| Aim |
Rewrite the records below, swapping "Segments:" for "Outlines:" and leaving everything else unchanged.

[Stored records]
- - - -
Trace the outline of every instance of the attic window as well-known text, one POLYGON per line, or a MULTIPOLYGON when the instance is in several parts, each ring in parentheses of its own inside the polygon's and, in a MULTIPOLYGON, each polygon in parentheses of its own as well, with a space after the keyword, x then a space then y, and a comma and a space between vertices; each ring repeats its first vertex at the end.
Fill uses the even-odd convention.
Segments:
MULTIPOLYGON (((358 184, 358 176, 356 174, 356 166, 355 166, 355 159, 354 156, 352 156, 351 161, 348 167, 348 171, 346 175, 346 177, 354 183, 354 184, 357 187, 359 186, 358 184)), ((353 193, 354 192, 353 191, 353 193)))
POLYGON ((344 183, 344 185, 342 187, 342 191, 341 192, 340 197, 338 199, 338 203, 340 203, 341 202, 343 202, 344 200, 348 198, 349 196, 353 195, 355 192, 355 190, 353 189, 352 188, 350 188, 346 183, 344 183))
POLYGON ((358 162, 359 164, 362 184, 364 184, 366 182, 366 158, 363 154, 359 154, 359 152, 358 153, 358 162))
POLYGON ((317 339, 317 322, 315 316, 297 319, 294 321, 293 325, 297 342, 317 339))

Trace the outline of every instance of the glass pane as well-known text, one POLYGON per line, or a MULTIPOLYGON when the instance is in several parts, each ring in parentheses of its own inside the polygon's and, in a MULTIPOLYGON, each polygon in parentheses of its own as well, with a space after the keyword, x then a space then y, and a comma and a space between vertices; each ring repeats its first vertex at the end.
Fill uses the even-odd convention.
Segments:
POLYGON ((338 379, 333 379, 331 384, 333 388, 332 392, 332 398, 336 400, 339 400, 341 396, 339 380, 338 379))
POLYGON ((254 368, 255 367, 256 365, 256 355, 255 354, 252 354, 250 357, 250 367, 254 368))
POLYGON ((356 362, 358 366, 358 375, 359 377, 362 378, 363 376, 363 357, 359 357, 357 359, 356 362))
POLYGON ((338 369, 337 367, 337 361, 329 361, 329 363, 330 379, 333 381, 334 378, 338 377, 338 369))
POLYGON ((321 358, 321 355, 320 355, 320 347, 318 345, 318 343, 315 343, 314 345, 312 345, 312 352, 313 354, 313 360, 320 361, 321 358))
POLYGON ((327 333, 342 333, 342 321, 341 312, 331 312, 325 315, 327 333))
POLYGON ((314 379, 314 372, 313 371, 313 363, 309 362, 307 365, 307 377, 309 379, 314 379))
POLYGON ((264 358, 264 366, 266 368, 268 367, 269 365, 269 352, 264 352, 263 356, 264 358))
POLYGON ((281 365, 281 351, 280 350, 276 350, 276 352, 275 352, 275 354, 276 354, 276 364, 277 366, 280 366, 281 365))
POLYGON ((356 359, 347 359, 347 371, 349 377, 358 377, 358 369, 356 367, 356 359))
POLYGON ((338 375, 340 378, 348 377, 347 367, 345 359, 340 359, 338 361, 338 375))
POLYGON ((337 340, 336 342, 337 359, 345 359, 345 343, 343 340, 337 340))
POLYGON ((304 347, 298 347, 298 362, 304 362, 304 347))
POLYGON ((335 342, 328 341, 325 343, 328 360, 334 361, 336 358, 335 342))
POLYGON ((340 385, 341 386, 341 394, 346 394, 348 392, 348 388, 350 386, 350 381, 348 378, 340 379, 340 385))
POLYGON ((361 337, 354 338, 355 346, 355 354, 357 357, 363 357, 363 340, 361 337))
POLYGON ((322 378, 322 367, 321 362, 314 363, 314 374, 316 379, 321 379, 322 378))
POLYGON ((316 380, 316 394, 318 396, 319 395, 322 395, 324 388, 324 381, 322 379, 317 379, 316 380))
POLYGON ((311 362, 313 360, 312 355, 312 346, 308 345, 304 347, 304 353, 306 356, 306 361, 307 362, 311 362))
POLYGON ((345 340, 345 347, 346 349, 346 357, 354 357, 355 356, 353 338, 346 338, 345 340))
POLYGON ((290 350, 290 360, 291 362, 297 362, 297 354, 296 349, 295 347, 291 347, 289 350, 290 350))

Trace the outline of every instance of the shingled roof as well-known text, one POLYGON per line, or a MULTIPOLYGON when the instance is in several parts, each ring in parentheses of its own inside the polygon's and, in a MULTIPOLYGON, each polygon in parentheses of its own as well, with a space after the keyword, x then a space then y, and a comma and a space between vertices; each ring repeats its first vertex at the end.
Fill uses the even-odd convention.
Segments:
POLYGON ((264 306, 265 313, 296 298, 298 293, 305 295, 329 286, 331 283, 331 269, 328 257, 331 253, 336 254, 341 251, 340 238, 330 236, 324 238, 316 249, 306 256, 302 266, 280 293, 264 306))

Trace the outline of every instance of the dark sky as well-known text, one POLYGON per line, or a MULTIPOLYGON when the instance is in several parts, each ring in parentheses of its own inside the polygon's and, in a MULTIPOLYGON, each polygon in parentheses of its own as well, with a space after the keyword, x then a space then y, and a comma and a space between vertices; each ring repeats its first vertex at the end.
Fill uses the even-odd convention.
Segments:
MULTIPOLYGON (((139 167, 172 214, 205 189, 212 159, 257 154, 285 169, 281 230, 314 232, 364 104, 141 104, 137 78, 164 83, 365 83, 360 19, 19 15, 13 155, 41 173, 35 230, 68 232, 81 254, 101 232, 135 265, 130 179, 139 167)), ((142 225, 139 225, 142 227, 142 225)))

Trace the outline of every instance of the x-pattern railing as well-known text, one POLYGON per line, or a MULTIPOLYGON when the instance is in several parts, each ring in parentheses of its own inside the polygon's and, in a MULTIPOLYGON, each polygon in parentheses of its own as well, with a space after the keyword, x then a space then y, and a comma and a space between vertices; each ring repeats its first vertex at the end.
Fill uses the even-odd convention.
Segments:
- - - -
| Completed exercise |
Trace the outline of every instance of the attic window as well-known text, one POLYGON per line, or a MULTIPOLYGON when the instance is in several parts, each ring in parentheses of its own inside the polygon's and, in a MULTIPOLYGON, each polygon in parentheses of its own as well, with a space after the keyword, x then a space then y, and a comma and a space between vertices; each ring repeats its first vertex at the end.
Fill uses the even-odd convention.
Outlines:
MULTIPOLYGON (((358 184, 358 176, 356 174, 356 166, 355 166, 355 159, 354 156, 352 156, 351 161, 348 167, 348 171, 346 175, 346 177, 354 183, 354 184, 357 187, 359 186, 358 184)), ((353 193, 354 192, 353 191, 353 193)))
POLYGON ((344 183, 344 185, 342 187, 342 191, 341 192, 340 197, 338 199, 338 203, 340 203, 341 202, 343 202, 344 200, 348 198, 349 196, 353 195, 355 192, 355 190, 353 189, 352 188, 350 188, 346 183, 344 183))
POLYGON ((358 162, 359 164, 362 184, 364 184, 366 182, 366 158, 363 154, 359 154, 359 152, 358 153, 358 162))
POLYGON ((317 339, 317 322, 315 316, 297 319, 294 321, 293 325, 297 342, 317 339))

Trace the outline of every instance of the glass pane as well-known text, one POLYGON per line, or a MULTIPOLYGON when the instance is in several parts, each ring in parentheses of its own inside the polygon's and, in a MULTIPOLYGON, each polygon in parentheses of its own as well, with a space after the keyword, x then a space then y, and a comma and a space between vertices; each ring repeats its first vertex at the end.
Fill uses the even-odd convention.
Outlines:
POLYGON ((338 379, 333 379, 331 384, 333 388, 332 392, 332 398, 336 400, 339 400, 341 396, 339 380, 338 379))
POLYGON ((254 368, 255 367, 256 365, 256 355, 255 354, 252 354, 250 357, 250 367, 254 368))
POLYGON ((356 362, 358 366, 358 375, 359 377, 362 378, 363 376, 363 357, 359 357, 357 359, 356 362))
POLYGON ((338 369, 337 367, 337 361, 329 361, 329 363, 330 379, 333 381, 334 378, 338 377, 338 369))
POLYGON ((321 358, 321 355, 320 355, 320 347, 318 345, 318 343, 315 343, 314 345, 312 345, 312 352, 313 354, 313 360, 320 361, 321 358))
POLYGON ((327 333, 342 333, 342 321, 341 312, 331 312, 325 315, 327 333))
POLYGON ((314 379, 314 372, 313 371, 313 363, 309 362, 307 365, 307 377, 309 379, 314 379))
POLYGON ((264 358, 264 366, 266 368, 268 367, 269 365, 269 352, 264 352, 263 356, 264 358))
POLYGON ((281 365, 281 351, 280 350, 276 350, 276 352, 275 352, 275 354, 276 354, 276 364, 277 366, 280 366, 281 365))
POLYGON ((356 359, 347 359, 347 371, 349 377, 358 377, 358 369, 356 367, 356 359))
POLYGON ((338 375, 340 378, 348 377, 347 367, 345 359, 340 359, 338 361, 338 375))
POLYGON ((337 340, 336 342, 337 359, 345 359, 345 343, 343 340, 337 340))
POLYGON ((304 347, 298 347, 298 362, 304 362, 304 347))
POLYGON ((335 342, 328 341, 325 343, 328 360, 334 361, 336 358, 335 342))
POLYGON ((340 385, 341 386, 341 394, 346 394, 348 392, 348 388, 350 386, 350 381, 348 378, 340 379, 340 385))
POLYGON ((361 337, 354 338, 355 346, 355 354, 357 357, 363 357, 363 340, 361 337))
POLYGON ((322 378, 322 367, 321 362, 314 363, 314 374, 316 379, 321 379, 322 378))
POLYGON ((316 380, 316 394, 318 396, 319 395, 322 395, 324 388, 324 381, 322 379, 317 379, 316 380))
POLYGON ((311 362, 313 360, 312 355, 312 346, 308 345, 304 347, 304 353, 306 356, 306 361, 307 362, 311 362))
POLYGON ((345 340, 345 347, 346 349, 346 357, 354 357, 355 356, 353 338, 346 338, 345 340))
POLYGON ((290 350, 290 360, 291 362, 297 362, 297 354, 296 349, 295 347, 291 347, 289 350, 290 350))

Trace the outline of every instance of the shingled roof as well-known text, one POLYGON per line, or a MULTIPOLYGON when the instance is in several parts, each ring in parentheses of its own inside the polygon's and, in a MULTIPOLYGON, each polygon in parentheses of its own as well, with a space after the keyword, x then a space then y, and a comma and a space between vertices; each ring repeats its first vertex at the end.
Fill uses the even-odd convention.
Outlines:
POLYGON ((264 306, 265 313, 296 298, 298 293, 305 295, 329 286, 331 283, 331 269, 328 257, 331 253, 336 254, 341 251, 340 238, 330 236, 324 238, 316 249, 306 256, 302 266, 280 293, 264 306))

Trace the outline of every instance of the dark sky as well-known text, one POLYGON per line, or a MULTIPOLYGON when the instance is in several parts, each ring in parentheses of its own inside the polygon's and, in a MULTIPOLYGON, each polygon in parentheses of its own as well, with a space after the keyword, x then a space then y, and a comma and a space between vertices; each ring repeats its first vertex at the end.
Fill uses the even-odd convention.
Outlines:
MULTIPOLYGON (((139 167, 172 214, 205 189, 212 159, 257 154, 285 169, 281 230, 314 232, 364 104, 141 104, 137 78, 164 83, 365 83, 360 19, 19 15, 13 155, 41 173, 35 230, 68 232, 81 254, 101 232, 135 265, 130 179, 139 167)), ((142 225, 139 225, 142 227, 142 225)))

Trace the outline of every instance of the x-pattern railing as well-known text, one POLYGON per line, or a MULTIPOLYGON when the instance is in several parts, each ring in parentheses of its own inside the polygon's and, in a MULTIPOLYGON, each polygon in parentheses of its own as well, with a space after the keyword, x then a space then y, and a comma and a space between vertices; each ring repeats its first vertex at the end.
Fill uses the even-odd convention.
Outlines:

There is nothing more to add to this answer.